> **PAGE EXCERPT**:
- - - - -

Inspiration
November 20, 2025
OYW 2025 Reflections

One Young World, Munich — what stayed with us

Lorenzo Leoni Sceti

Layide Oshun

One Young World is, at its core, a gathering built on possibility. It’s an annual summit that brings together young leaders from every corner of the world, activists, creatives, entrepreneurs, policy shapers, and people who simply care enough to try. It’s not a conference in the traditional sense; it feels more like stepping into a collective mindset where everyone is pulling in the same direction. The conversations move from global issues to personal stories, from the huge and overwhelming to the tiny and practical. And what you start to understand, almost without realising, is that this community isn’t about arriving with the answers, it’s about showing up with the willingness to do something.
Being there feels like being plugged directly into a current of hope. In the moment, surrounded by so many open, kind, smart and genuinely passionate people, you don’t fully register how much it’s shifting you. It’s only once you’re back home, back in the rhythm of your real life, that it hits. You replay the talks, the unexpected conversations, the small sparks of perspective you didn’t know you’d picked up. And slowly you see the way it stays with you, in decisions you make differently, in questions you ask yourself, in the sense that trying, even in small ways, matters more than you realise.

- - - - -

> **EXERCISE BRIEF**: From the reflection on One Young World in Munich, list the words used to describe the people surrounding you at the summit.

> **RECORDED DATA**:
- - - - -

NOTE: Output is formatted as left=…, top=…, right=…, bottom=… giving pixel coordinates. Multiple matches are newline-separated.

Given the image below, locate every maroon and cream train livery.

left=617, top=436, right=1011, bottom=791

- - - - -

> **FINAL RESULT**:
- open
- kind
- smart
- genuinely passionate